Selection ::
==========

# Funny air-conditioner smell in '05 Sentra. Normal?



## Spliff (Aug 9, 2003)

I've got a 2005 Nissan Sentra with air-conditioning. When the air-conditioner is first turned on, there is a damp, musty, slightly sweet smell coming from the vents. After about 10 minutes, the smell vanishes (possibly because I get used to it). It doesn't smell like mold. It's a humid smell, sort of like wet laundry. Hard to describe.

Is this normal in a new car or is there something wrong with the air-conditioning system?


----------



## 1900 (Jul 27, 2004)

Do you know anybody that would pull a prank on you. Cause I have never heard of a funny smell coming out with the ac on.


----------



## Spliff (Aug 9, 2003)

1900 said:


> Do you know anybody that would pull a prank on you. Cause I have never heard of a funny smell coming out with the ac on.


Yeah, yeah, so it was a bad word choice. Call it a strange or weird or atypical smell.


----------



## sukebegigi (Mar 5, 2005)

Could the sweet smell be part of that new car smell?


----------



## Zac (Mar 10, 2004)

Do you have an in cabin microfilter?
I have heard some bizzare stories of small animals being caught in the ducts.
I would go to the dealer honestly, the smell is not normal.


----------



## Spliff (Aug 9, 2003)

sukebegigi said:


> Could the sweet smell be part of that new car smell?


I dunno. I've never had air-conditioning before, but it doesn't smell like new car smell.

I guess I take it to the dealership. I just hope I don't end up looking like an idiot when they tell me it's "new car smell."


----------



## drkd11 (Jan 30, 2005)

==========

Extracted records ::

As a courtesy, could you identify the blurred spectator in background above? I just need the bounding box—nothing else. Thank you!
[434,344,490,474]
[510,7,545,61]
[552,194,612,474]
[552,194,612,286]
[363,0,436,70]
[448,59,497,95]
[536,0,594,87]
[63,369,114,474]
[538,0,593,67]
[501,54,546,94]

==========

Challenges ::
1) Answer these about the Sentra thread:
(a) According to the first post, after about how long does the smell vanish?
(b) What has Zac heard bizarre stories about?
(c) What does Spliff hope to avoid when the dealership looks at the car?
2) Retype the part of the Sentra thread from "I've got a 2005" to "the air-conditioning system?".
The lines are separate material and are not part of the Sentra thread.

Response list ::
1)
(a) After about 10 minutes.
(b) Small animals being caught in the ducts.
(c) Looking like an idiot when told the smell is "new car smell."

2)
I've got a 2005 Nissan Sentra with air-conditioning. When the air-conditioner is first turned on, there is a damp, musty, slightly sweet smell coming from the vents. After about 10 minutes, the smell vanishes (possibly because I get used to it). It doesn't smell like mold. It's a humid smell, sort of like wet laundry. Hard to describe.

Is this normal in a new car or is there something wrong with the air-conditioning system?